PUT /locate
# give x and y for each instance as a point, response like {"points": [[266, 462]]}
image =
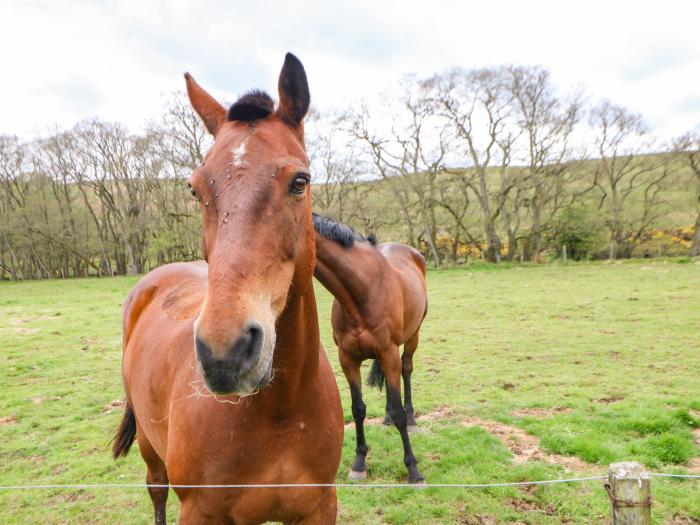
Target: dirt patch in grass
{"points": [[525, 447], [608, 400], [539, 412], [8, 420], [117, 403], [694, 464], [80, 495], [440, 413], [482, 519]]}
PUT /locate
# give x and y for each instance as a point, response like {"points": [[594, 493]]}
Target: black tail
{"points": [[125, 435], [376, 375]]}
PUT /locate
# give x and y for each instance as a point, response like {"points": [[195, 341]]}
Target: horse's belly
{"points": [[245, 453]]}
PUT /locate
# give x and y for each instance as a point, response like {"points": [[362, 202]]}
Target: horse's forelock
{"points": [[252, 106]]}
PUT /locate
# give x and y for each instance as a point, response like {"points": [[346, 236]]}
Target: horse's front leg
{"points": [[391, 364], [351, 369]]}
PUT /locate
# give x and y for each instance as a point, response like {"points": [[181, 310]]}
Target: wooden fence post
{"points": [[629, 488]]}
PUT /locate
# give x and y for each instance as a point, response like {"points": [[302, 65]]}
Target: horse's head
{"points": [[258, 234]]}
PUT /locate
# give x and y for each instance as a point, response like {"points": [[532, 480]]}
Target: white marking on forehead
{"points": [[239, 154]]}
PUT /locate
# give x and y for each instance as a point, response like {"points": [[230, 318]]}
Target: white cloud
{"points": [[65, 61]]}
----
**Goal:** Please extract all the data above line for line, with no changes, and leave out the image.

**Solution for this task:**
PUT /locate
# give x and y for each instance as a point, response like {"points": [[266, 462]]}
image =
Target: dirt patch in grass
{"points": [[525, 447], [608, 400], [539, 412], [8, 420], [117, 403], [694, 464], [80, 495], [440, 413], [482, 519]]}
PUT /locate
# give x and y for each instance as a point, response like {"points": [[594, 493]]}
Target: black tail
{"points": [[125, 435], [376, 375]]}
PUT /locate
# give x and y for each instance as a point, response like {"points": [[195, 341]]}
Target: horse's belly
{"points": [[245, 453]]}
PUT /locate
# give x and y for each instance as a point, response like {"points": [[362, 202]]}
Target: horse's forelock
{"points": [[252, 106]]}
PUT /locate
# give x and y for each instance as a point, response like {"points": [[346, 236]]}
Target: horse's front leg
{"points": [[391, 364], [351, 369]]}
PUT /locate
# give x and y for each instance as a point, response like {"points": [[181, 310]]}
Target: wooden fence post
{"points": [[629, 488]]}
PUT /locate
# give x and y for each instance as a point, response like {"points": [[302, 65]]}
Target: horse's head
{"points": [[258, 234]]}
PUT /locate
# give x and y for each instance as a point, response like {"points": [[532, 480]]}
Target: white marking on forehead
{"points": [[239, 154]]}
PUT /locate
# give x and y for each instance as a point, response like {"points": [[230, 318]]}
Target: white cloud
{"points": [[65, 61]]}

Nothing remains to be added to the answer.